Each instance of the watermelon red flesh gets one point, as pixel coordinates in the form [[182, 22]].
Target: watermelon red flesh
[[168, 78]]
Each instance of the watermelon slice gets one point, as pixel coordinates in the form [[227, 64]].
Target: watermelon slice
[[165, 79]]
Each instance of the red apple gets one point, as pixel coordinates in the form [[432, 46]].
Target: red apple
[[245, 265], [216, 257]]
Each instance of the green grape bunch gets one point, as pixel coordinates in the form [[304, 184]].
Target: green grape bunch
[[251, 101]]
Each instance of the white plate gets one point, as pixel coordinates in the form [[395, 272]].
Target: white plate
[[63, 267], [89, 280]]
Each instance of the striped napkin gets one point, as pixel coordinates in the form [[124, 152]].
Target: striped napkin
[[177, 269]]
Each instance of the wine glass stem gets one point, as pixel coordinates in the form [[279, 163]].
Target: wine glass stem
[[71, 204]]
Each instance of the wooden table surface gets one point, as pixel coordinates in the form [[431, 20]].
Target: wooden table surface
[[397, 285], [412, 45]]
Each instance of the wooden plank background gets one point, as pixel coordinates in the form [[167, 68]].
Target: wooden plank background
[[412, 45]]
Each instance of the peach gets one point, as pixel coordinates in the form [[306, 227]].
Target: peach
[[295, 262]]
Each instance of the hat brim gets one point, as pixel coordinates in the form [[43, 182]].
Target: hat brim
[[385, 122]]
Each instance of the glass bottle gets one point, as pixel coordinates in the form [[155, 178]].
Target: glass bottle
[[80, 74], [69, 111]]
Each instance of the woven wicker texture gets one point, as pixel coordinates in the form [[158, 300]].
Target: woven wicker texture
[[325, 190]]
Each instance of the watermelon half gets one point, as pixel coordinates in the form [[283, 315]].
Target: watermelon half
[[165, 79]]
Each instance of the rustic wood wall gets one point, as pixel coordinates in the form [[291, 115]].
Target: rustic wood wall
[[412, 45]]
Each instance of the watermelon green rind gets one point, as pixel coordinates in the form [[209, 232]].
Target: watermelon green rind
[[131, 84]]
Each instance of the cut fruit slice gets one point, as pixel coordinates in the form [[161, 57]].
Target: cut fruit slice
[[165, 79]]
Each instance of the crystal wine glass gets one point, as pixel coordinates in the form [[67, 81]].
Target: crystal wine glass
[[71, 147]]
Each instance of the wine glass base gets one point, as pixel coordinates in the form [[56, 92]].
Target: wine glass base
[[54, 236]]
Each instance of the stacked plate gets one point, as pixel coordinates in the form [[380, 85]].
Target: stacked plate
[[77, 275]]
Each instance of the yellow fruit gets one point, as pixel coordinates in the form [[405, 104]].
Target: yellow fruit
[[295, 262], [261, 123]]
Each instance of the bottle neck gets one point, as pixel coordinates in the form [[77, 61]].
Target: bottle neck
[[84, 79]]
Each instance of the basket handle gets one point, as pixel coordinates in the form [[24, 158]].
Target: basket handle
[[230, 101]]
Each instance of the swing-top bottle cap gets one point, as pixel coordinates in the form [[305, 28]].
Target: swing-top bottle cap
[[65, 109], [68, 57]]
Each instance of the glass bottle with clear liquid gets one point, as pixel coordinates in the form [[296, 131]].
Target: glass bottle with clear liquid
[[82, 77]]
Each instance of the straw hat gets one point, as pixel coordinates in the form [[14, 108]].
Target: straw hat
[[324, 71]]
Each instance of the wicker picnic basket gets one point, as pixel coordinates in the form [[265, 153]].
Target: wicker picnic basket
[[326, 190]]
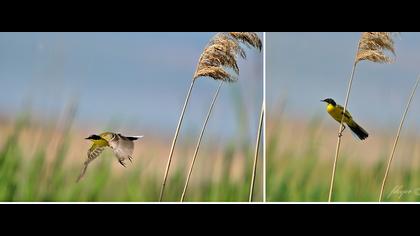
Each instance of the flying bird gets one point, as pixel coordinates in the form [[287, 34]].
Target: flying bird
[[123, 147], [336, 111]]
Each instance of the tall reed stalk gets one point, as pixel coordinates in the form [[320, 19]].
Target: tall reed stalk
[[257, 146], [171, 152], [221, 54], [371, 47], [394, 147], [199, 142]]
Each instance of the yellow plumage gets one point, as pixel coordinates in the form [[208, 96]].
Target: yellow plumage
[[336, 112]]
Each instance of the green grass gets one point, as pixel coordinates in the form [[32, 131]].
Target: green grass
[[302, 175], [38, 178]]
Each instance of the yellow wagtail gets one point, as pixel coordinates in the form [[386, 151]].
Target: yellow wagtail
[[121, 145], [336, 111]]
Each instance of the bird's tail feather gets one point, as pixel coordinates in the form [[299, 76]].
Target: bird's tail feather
[[135, 137], [358, 130]]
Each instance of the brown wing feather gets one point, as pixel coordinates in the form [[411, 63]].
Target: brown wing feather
[[123, 148]]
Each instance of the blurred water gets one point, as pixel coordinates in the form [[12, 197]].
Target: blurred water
[[306, 67], [139, 79]]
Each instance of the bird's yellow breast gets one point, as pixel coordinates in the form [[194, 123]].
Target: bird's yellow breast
[[100, 142], [336, 113]]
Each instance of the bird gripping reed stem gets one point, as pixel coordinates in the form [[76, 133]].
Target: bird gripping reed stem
[[340, 130]]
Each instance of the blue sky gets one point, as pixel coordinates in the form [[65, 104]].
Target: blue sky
[[139, 79], [306, 67]]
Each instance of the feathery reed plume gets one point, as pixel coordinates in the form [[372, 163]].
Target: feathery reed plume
[[221, 54], [257, 146], [391, 157], [199, 142], [371, 47]]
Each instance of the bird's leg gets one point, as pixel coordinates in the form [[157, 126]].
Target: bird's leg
[[341, 132]]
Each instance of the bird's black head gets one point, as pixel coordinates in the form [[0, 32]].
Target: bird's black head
[[329, 101], [94, 137]]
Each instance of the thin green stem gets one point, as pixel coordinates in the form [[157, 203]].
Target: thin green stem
[[391, 157], [168, 165], [199, 142], [257, 146]]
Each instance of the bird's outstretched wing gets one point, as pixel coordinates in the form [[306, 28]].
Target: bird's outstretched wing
[[123, 148], [92, 154]]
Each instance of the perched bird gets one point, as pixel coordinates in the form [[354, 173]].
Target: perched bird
[[121, 145], [336, 111]]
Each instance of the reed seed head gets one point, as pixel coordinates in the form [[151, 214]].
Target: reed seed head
[[221, 54], [372, 47]]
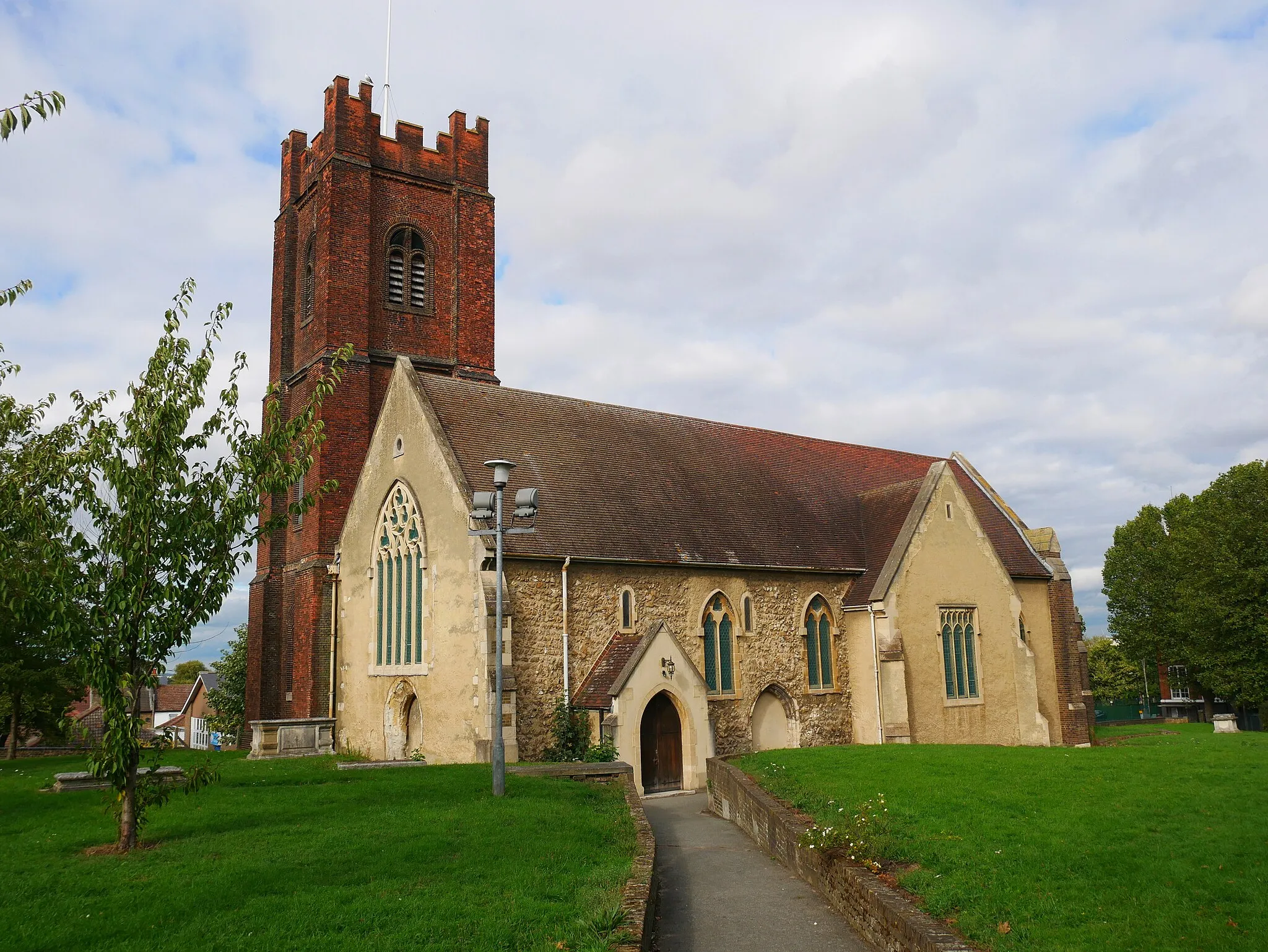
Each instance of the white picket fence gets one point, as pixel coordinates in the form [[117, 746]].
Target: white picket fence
[[202, 737]]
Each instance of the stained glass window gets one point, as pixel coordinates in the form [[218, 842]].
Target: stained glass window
[[401, 581], [959, 653], [818, 644], [719, 648]]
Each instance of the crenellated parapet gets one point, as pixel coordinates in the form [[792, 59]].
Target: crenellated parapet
[[352, 129]]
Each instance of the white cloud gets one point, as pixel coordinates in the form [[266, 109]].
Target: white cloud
[[1026, 232]]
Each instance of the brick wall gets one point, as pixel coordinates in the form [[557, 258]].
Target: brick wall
[[345, 192]]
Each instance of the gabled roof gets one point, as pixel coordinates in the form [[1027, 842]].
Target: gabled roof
[[173, 698], [595, 690], [635, 486]]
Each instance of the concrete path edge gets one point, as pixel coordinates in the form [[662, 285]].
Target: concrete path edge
[[641, 891], [882, 914]]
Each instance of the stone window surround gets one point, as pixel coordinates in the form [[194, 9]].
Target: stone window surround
[[833, 637], [747, 614], [976, 630], [620, 610], [417, 666], [737, 690]]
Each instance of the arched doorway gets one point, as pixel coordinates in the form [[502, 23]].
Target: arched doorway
[[412, 718], [770, 723], [662, 746]]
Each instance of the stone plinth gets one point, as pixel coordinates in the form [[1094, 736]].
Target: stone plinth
[[1225, 723], [292, 737]]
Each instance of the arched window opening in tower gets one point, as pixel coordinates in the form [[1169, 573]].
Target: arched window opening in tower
[[407, 269], [400, 579], [306, 306]]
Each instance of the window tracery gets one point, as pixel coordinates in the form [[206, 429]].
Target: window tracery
[[400, 579], [719, 647]]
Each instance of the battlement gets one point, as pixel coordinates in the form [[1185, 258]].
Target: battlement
[[352, 131]]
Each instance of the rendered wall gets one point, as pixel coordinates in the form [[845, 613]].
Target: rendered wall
[[454, 690], [950, 562]]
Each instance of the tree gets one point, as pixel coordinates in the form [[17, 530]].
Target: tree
[[1114, 675], [187, 672], [1223, 545], [24, 115], [170, 508], [228, 699], [37, 678], [1187, 584]]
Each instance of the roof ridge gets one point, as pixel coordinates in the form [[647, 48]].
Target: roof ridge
[[500, 388]]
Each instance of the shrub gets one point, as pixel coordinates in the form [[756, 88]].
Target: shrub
[[602, 752], [571, 733]]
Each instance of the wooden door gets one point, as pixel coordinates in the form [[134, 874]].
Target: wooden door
[[662, 746]]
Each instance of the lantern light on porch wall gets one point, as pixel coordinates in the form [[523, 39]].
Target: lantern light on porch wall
[[487, 508]]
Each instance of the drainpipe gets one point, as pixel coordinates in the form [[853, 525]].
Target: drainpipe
[[872, 615], [334, 629], [880, 716], [567, 694]]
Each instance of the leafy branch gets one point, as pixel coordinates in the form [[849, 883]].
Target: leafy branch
[[24, 113], [11, 295]]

What you will do:
Please reproduce, with no changes, the lines of data running from the one containing "Each instance of the arched window" through the one containing "[[872, 615], [334, 629], [880, 716], [567, 694]]", both included.

Exercise output:
Each instance of the arched window opening in tower gets one point, as pixel coordinates in the form [[1169, 573]].
Target: arched window opening in tower
[[407, 269], [400, 579], [306, 306]]
Each instance of the window tracery gets one point, as pixel coordinates in the form [[206, 429]].
Target: window tracery
[[400, 579], [719, 647]]
Each instance of the battlement gets one point, as pixel coordinates in the form [[1185, 258]].
Target: battlement
[[352, 131]]
Each instance of the rendered wall gets one point, as pixel coordinates in the form [[845, 613]].
Target: rendered wall
[[454, 690], [950, 562]]
Each instance of the tree gets one point, as pixel coordinates in the form [[17, 530]].
Target: tree
[[1114, 675], [187, 672], [1223, 545], [24, 115], [170, 508], [228, 699], [37, 678], [1187, 584]]
Each instance of the roof ridge gets one point, as pixel coordinates in the form [[647, 48]].
Target: roof ridge
[[500, 388]]
Each instance of the shrub gets one point, as pixel coordinates in the form [[756, 88]].
Target: shrub
[[602, 752], [571, 733]]
Each instance of the wooden door gets one point, as pixel coordinates in the form [[134, 874]].
Target: wooden door
[[662, 746]]
Each instance of the lantern light on porch wall gets one point, as pixel coordinates in the form [[523, 39]].
Target: lantern light on porch wall
[[487, 508]]
Each instance of the drainpipe gets one point, as pixel coordinates in the form [[853, 525]].
Target: drainpipe
[[872, 615], [334, 629], [880, 716], [567, 694]]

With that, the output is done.